> [AUSGANGSTEXT]:
########################################
Außerdem ist jemand, der sonst nie ein Buch in die Hand nimmt, keine gute Wahl als Testleser. Ich persönlich vertrete die Ansicht: Wer nicht gerne liest, hat einfach noch nicht das richtige Buch entdeckt. Vielleicht ist eures ja das eine, aber (siehe oben) eine Rohfassung wird wohl kaum so qualitativ hochwertig sein, um einen Lesemuffel in einen Büchernerd zu verwandeln. Das wäre in etwa so, wie wenn ihr die Pflichtlektüre in der Schule lesen müsst. Keine Ahnung, ob ich da die einzige bin, aber ich habe es gehasst. Ihr wollt aber nicht, dass eure Testleser das Lesen eures Skriptes hassen und als lästige Pflicht abtun, oder? Ja, das dachte ich mir. Daher: Sucht euch Testleser, die auch in ihrer Freizeit lesen.
Kritikfähigkeit
Das trifft auf beide Seiten zu. Der Autor sollte in der Lage sein, Kritik anzunehmen – und im besten Fall umzusetzen -, denn sonst bringt das ganze Testlesen lassen nichts mehr. Es ist vollkommen okay, wenn ihr an euch und eurem Werk zweifelt. Das tut jeder Autor mal, aber denkt immer daran: Testleser wollen euch nichts Böses, sie wollen euch und euer Werk verbessern.
Zumindest sollten sie das wollen. Daher gilt auch für Testleser: Ehrlich und kritisch sein! Sehr, sehr wichtig! Aus dem Grund solltet ihr auch bei Testlesern aus dem Freundes- und Familienkreis sehr genau aufpassen. Eure Mutter würde ich vermutlich nur sagen, wie genial es ist, weil ihr ihr Sohn oder ihre Tochter seid. Und das ist okay. Meine Mutter hat keins meiner Bücher gelesen und findet sie alle super. Sie ist meine eben meine Mutter und keine kritische Leserin. So ist das halt und vielleicht tut es euch gut, wenn eure Testleser euch bauchpinseln, aber stellt euch immer die Frage: Wollt ihr das auch?
########################################
> [DAS MATERIAL]:

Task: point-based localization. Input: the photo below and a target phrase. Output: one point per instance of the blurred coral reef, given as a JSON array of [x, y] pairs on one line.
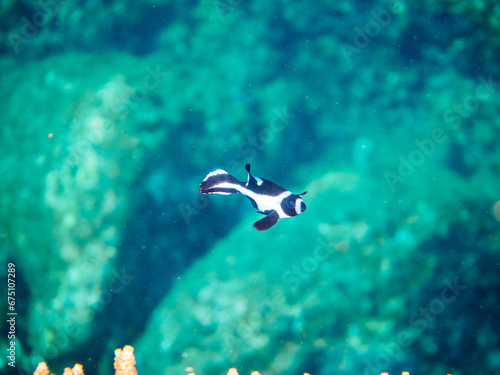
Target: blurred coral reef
########################################
> [IHRE AUFGABEN]:
- A) Welche Testleser sollte man sich laut dem Ausgangstext über Testleser suchen?
- B) Übernehmen Sie aus dem Ausgangstext über Testleser den Abschnitt, der mit den Worten „Außerdem ist jemand, der“ beginnt und mit „ihrer Freizeit lesen.“ endet, ohne jede Änderung.
- C) Schreiben Sie den Ausgangstext über Testleser im Anschluss an seinen letzten Satz weiter.

> [DIE LÖSUNGEN]:
- A) Testleser, die auch in ihrer Freizeit lesen.

- B)
Außerdem ist jemand, der sonst nie ein Buch in die Hand nimmt, keine gute Wahl als Testleser. Ich persönlich vertrete die Ansicht: Wer nicht gerne liest, hat einfach noch nicht das richtige Buch entdeckt. Vielleicht ist eures ja das eine, aber (siehe oben) eine Rohfassung wird wohl kaum so qualitativ hochwertig sein, um einen Lesemuffel in einen Büchernerd zu verwandeln. Das wäre in etwa so, wie wenn ihr die Pflichtlektüre in der Schule lesen müsst. Keine Ahnung, ob ich da die einzige bin, aber ich habe es gehasst. Ihr wollt aber nicht, dass eure Testleser das Lesen eures Skriptes hassen und als lästige Pflicht abtun, oder? Ja, das dachte ich mir. Daher: Sucht euch Testleser, die auch in ihrer Freizeit lesen.

- C)
Vielleicht wollt ihr euch damit bei Verlagen oder Agenturen vorstellen. Wenn ihr aber nichts anderes als „Das Buch ist super“ zulasst bzw. von den Testlesern gesagt bekommt, werden die offensichtlichen Kritikpunkte (und glaubt mir: die gibt es in jedem Skript) nicht ausgemerzt. Agenturen und Verlage finden sie dann und das allein kann schon darüber entscheiden, ob ein Manuskript in die engere Auswahl oder in den Papierkorb kommt.
Kritik tut vielleicht am Anfang ein wenig weh, aber die Meinung eines Testlesers kann euch so viel helfen, das Beste aus eurem Buch herauszuholen. Das heißt allerdings nicht, dass ein aufmerksamer Testleser ein professionelles Lektorat ersetzen kann, denn das kann er nicht. Aber es ist der erste Schritt von der Rohfassung zu einem guten Skript.
Wie schon gesagt, ich könnte ewig darüber schwadronieren, aber ich denke, das ist ein guter Cut für das Thema. Habt ihr Erfahrungen mit Testlesern? Seid ihr selbst Testleser? Lasst es mich gerne in den Kommentaren wissen!
Eure Annie
Aleshanee says
Schönen guten Morgen!
Ein toller Beitrag zu dem Thema, in dem du viele wichtige und nützliche Tipps genannt hast!
Deshalb hab ich ihn auch heute in meiner Stöberrunde verlinkt ;)
Ich wünsch dir ein schönes Wochenende!
Liebste Grüße, Aleshanee
Annie Laine says
Hey Aleshanee :)
Da ich endlich wieder online bin, kann ich deinen Kommentar endlich lesen :D Danke für deine liebe Meinung und die Verlinkung! <3
LG
Anni
sommerlese says
Hallo Anni,
das ist ein interessanter Beitrag, den ich gerne gelesen habe.
Mich hat ein Autor mal als Testleserin angefragt, doch da hatte ich nicht ausreichend Zeit. In der Beschreibung wurde klar, dass ich nur auf Fehlersuche gehen sollte. Inhaltlich sollte ich keine Anmerkung machen. Also als kostenfreie Lektorin arbeiten wollte ich dann aber auch nicht.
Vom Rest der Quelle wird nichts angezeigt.